** Opening DATA TO USE block **

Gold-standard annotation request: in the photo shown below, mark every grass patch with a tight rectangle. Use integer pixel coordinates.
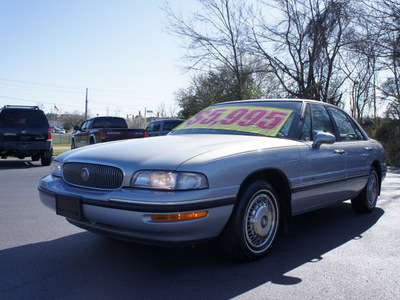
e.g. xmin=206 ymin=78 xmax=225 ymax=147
xmin=53 ymin=148 xmax=71 ymax=157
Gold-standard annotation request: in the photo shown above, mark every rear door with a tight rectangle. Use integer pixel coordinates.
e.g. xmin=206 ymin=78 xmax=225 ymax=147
xmin=326 ymin=106 xmax=372 ymax=197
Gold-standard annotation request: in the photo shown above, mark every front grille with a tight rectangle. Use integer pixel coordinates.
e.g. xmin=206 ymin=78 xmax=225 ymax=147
xmin=63 ymin=162 xmax=124 ymax=189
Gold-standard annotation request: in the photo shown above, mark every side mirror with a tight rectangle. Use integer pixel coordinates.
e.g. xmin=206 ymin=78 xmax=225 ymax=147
xmin=74 ymin=126 xmax=80 ymax=132
xmin=312 ymin=132 xmax=336 ymax=149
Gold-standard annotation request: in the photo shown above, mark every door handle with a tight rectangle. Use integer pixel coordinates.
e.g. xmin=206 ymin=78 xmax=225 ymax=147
xmin=365 ymin=147 xmax=373 ymax=152
xmin=334 ymin=149 xmax=345 ymax=155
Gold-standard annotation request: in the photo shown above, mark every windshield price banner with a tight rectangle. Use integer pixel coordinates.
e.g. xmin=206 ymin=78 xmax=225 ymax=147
xmin=175 ymin=106 xmax=293 ymax=136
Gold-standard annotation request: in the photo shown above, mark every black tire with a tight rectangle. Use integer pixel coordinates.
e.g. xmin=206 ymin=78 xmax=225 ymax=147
xmin=351 ymin=168 xmax=379 ymax=213
xmin=220 ymin=180 xmax=280 ymax=261
xmin=41 ymin=155 xmax=52 ymax=166
xmin=89 ymin=137 xmax=95 ymax=145
xmin=71 ymin=139 xmax=76 ymax=149
xmin=41 ymin=149 xmax=52 ymax=166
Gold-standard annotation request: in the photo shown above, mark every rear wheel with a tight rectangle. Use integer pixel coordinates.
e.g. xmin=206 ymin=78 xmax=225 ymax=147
xmin=351 ymin=168 xmax=379 ymax=213
xmin=41 ymin=149 xmax=53 ymax=166
xmin=221 ymin=180 xmax=280 ymax=261
xmin=41 ymin=155 xmax=52 ymax=166
xmin=71 ymin=139 xmax=76 ymax=149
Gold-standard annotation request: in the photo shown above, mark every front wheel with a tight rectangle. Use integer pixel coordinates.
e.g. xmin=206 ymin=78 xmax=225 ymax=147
xmin=351 ymin=168 xmax=379 ymax=213
xmin=221 ymin=180 xmax=280 ymax=261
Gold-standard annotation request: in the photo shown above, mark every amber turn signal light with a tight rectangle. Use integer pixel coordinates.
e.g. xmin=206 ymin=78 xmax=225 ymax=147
xmin=151 ymin=211 xmax=208 ymax=222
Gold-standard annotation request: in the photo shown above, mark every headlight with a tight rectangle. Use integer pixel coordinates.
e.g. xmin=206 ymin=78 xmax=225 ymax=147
xmin=131 ymin=171 xmax=208 ymax=190
xmin=51 ymin=160 xmax=62 ymax=177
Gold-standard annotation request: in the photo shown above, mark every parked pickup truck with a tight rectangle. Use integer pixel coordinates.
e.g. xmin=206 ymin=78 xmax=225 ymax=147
xmin=71 ymin=116 xmax=146 ymax=149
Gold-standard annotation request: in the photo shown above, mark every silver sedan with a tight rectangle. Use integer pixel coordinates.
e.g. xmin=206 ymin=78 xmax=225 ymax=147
xmin=38 ymin=99 xmax=386 ymax=261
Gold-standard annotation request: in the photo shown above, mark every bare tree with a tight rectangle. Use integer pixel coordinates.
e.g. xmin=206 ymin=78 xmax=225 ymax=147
xmin=127 ymin=115 xmax=147 ymax=129
xmin=156 ymin=103 xmax=166 ymax=118
xmin=362 ymin=0 xmax=400 ymax=113
xmin=340 ymin=7 xmax=380 ymax=121
xmin=249 ymin=0 xmax=353 ymax=105
xmin=164 ymin=0 xmax=252 ymax=100
xmin=168 ymin=103 xmax=178 ymax=118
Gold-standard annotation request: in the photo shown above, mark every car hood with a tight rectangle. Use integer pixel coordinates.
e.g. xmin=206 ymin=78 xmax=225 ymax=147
xmin=59 ymin=134 xmax=299 ymax=172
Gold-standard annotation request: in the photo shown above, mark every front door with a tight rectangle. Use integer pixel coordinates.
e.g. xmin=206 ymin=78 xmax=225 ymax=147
xmin=293 ymin=103 xmax=347 ymax=215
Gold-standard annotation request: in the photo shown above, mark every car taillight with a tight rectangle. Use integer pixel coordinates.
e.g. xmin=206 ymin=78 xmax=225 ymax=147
xmin=101 ymin=130 xmax=106 ymax=140
xmin=144 ymin=132 xmax=147 ymax=137
xmin=48 ymin=128 xmax=52 ymax=140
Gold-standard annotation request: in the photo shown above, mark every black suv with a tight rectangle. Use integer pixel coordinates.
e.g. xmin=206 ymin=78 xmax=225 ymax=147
xmin=0 ymin=105 xmax=53 ymax=165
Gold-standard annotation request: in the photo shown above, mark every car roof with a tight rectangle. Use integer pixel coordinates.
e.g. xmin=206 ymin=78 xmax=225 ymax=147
xmin=213 ymin=98 xmax=343 ymax=111
xmin=216 ymin=98 xmax=322 ymax=105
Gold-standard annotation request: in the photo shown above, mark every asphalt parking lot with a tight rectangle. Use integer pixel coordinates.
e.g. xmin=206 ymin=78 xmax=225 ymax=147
xmin=0 ymin=159 xmax=399 ymax=299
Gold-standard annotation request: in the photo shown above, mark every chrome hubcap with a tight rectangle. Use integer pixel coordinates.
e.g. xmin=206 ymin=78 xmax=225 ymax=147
xmin=245 ymin=190 xmax=278 ymax=252
xmin=367 ymin=172 xmax=378 ymax=206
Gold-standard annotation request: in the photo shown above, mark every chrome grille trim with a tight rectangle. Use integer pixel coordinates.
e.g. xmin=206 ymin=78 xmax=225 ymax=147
xmin=63 ymin=162 xmax=124 ymax=189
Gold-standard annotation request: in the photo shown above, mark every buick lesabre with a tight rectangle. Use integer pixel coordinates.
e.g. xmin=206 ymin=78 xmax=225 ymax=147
xmin=38 ymin=99 xmax=386 ymax=260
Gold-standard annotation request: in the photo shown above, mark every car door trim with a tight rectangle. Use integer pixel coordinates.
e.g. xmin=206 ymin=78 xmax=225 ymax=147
xmin=292 ymin=172 xmax=369 ymax=193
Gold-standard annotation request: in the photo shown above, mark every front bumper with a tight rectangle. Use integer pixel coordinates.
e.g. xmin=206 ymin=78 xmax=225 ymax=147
xmin=38 ymin=175 xmax=237 ymax=244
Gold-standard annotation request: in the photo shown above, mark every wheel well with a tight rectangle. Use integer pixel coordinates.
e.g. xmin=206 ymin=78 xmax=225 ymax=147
xmin=89 ymin=135 xmax=96 ymax=144
xmin=371 ymin=160 xmax=382 ymax=195
xmin=238 ymin=169 xmax=293 ymax=233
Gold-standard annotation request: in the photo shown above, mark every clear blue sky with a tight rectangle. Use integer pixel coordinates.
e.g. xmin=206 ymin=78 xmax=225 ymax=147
xmin=0 ymin=0 xmax=196 ymax=117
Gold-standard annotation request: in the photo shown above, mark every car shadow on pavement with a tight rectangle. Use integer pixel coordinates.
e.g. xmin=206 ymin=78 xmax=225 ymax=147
xmin=0 ymin=159 xmax=43 ymax=169
xmin=0 ymin=202 xmax=384 ymax=299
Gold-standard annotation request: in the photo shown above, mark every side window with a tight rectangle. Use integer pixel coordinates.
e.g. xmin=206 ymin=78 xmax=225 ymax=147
xmin=163 ymin=121 xmax=176 ymax=131
xmin=327 ymin=107 xmax=362 ymax=141
xmin=146 ymin=122 xmax=154 ymax=132
xmin=153 ymin=122 xmax=161 ymax=132
xmin=311 ymin=104 xmax=336 ymax=140
xmin=81 ymin=121 xmax=89 ymax=130
xmin=300 ymin=104 xmax=312 ymax=141
xmin=353 ymin=126 xmax=365 ymax=140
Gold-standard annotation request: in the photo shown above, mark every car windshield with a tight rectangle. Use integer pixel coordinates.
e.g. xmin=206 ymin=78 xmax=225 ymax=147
xmin=171 ymin=100 xmax=302 ymax=138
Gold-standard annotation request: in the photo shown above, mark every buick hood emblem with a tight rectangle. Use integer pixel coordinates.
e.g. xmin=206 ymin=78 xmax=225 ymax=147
xmin=80 ymin=168 xmax=90 ymax=182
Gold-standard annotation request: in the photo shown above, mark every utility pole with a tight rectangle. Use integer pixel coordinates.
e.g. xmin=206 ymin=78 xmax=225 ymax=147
xmin=85 ymin=88 xmax=88 ymax=119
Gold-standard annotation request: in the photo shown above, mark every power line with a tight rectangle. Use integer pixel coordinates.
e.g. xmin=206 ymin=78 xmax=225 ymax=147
xmin=0 ymin=77 xmax=177 ymax=116
xmin=0 ymin=95 xmax=82 ymax=109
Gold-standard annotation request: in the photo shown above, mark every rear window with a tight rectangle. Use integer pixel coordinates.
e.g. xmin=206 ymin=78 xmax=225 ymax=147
xmin=0 ymin=109 xmax=48 ymax=127
xmin=92 ymin=118 xmax=127 ymax=128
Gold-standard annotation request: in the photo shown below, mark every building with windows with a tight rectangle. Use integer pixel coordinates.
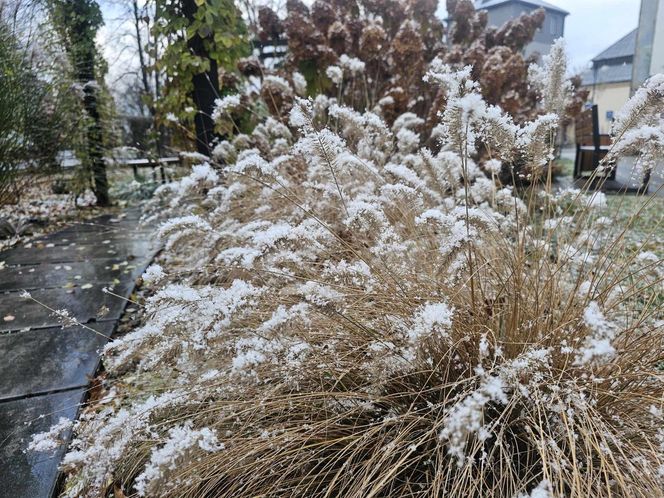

** Closing DATA TO USE block **

ABOUT THIS TASK ▸
Pull each line containing "wheel" from the records.

EXERCISE RESULT ▸
Gold-standard annotation request: in the photo shown above, mark every rear wheel with a tight rectangle. Use integer pixel coordinates.
Gold-standard annotation request: in the photo shown above, mark every front wheel with a tight rectangle. Use integer pixel coordinates.
Gold-standard annotation request: in the photo shown above, mark every wheel well with a tight rectangle. Use integer pixel coordinates.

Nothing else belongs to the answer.